Saved data entries
|---|
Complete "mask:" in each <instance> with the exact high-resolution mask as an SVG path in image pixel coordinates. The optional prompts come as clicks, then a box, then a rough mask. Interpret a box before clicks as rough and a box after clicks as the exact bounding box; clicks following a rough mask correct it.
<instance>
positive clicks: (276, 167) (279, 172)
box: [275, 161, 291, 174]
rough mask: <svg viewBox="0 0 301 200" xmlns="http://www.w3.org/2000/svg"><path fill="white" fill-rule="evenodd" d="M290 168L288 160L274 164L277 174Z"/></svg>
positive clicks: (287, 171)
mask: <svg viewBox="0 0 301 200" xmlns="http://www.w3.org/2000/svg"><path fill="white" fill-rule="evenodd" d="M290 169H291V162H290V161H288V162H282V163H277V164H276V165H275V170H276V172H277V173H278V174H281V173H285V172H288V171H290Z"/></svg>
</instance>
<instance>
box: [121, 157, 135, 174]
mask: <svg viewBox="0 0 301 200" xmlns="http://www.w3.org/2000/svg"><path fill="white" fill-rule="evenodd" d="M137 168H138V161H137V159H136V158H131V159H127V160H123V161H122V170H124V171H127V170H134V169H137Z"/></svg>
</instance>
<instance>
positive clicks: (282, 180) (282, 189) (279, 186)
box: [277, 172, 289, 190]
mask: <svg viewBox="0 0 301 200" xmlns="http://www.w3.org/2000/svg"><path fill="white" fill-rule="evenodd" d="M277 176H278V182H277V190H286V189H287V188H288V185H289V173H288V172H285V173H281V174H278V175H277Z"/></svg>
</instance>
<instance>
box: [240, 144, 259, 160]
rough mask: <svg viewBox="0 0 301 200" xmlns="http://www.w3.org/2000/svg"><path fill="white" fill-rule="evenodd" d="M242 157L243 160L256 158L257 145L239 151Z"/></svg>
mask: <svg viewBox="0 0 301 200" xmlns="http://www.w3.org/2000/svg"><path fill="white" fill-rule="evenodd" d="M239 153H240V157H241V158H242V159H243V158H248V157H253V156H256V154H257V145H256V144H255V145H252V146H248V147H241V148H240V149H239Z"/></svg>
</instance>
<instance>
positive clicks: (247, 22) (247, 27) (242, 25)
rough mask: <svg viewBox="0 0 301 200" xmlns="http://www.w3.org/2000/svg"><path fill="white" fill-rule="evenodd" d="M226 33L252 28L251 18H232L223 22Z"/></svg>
|---|
Task brief :: Write out every record above, word for word.

Response for this exercise ::
Complete "mask:" in each <instance> with the exact high-resolution mask as an SVG path in image pixel coordinates. The optional prompts come as clicks, then a box, then a rough mask. Interpret a box before clicks as rough and a box after clicks as the exact bounding box; clicks following a rough mask correct it.
<instance>
positive clicks: (276, 167) (279, 172)
box: [275, 161, 291, 174]
rough mask: <svg viewBox="0 0 301 200" xmlns="http://www.w3.org/2000/svg"><path fill="white" fill-rule="evenodd" d="M290 168L288 160L274 164L277 174Z"/></svg>
positive clicks: (287, 171)
mask: <svg viewBox="0 0 301 200" xmlns="http://www.w3.org/2000/svg"><path fill="white" fill-rule="evenodd" d="M290 169H291V162H290V161H288V162H282V163H277V164H276V165H275V170H276V172H277V173H278V174H281V173H285V172H288V171H290Z"/></svg>
</instance>
<instance>
box: [121, 157, 135, 174]
mask: <svg viewBox="0 0 301 200" xmlns="http://www.w3.org/2000/svg"><path fill="white" fill-rule="evenodd" d="M137 168H138V161H137V159H136V158H131V159H127V160H123V161H122V170H124V171H127V170H134V169H137Z"/></svg>
</instance>
<instance>
positive clicks: (282, 180) (282, 189) (279, 186)
box: [277, 172, 289, 190]
mask: <svg viewBox="0 0 301 200" xmlns="http://www.w3.org/2000/svg"><path fill="white" fill-rule="evenodd" d="M277 176H278V182H277V190H286V189H287V188H288V185H289V173H288V172H285V173H281V174H278V175H277Z"/></svg>
</instance>
<instance>
box: [240, 144, 259, 160]
rough mask: <svg viewBox="0 0 301 200" xmlns="http://www.w3.org/2000/svg"><path fill="white" fill-rule="evenodd" d="M242 157L243 160L256 158L257 145L239 151Z"/></svg>
mask: <svg viewBox="0 0 301 200" xmlns="http://www.w3.org/2000/svg"><path fill="white" fill-rule="evenodd" d="M239 153H240V157H241V158H242V159H243V158H248V157H253V156H256V154H257V145H256V144H255V145H252V146H248V147H241V148H240V149H239Z"/></svg>
</instance>
<instance>
positive clicks: (247, 22) (247, 27) (242, 25)
rough mask: <svg viewBox="0 0 301 200" xmlns="http://www.w3.org/2000/svg"><path fill="white" fill-rule="evenodd" d="M226 33L252 28L251 18H232L223 22Z"/></svg>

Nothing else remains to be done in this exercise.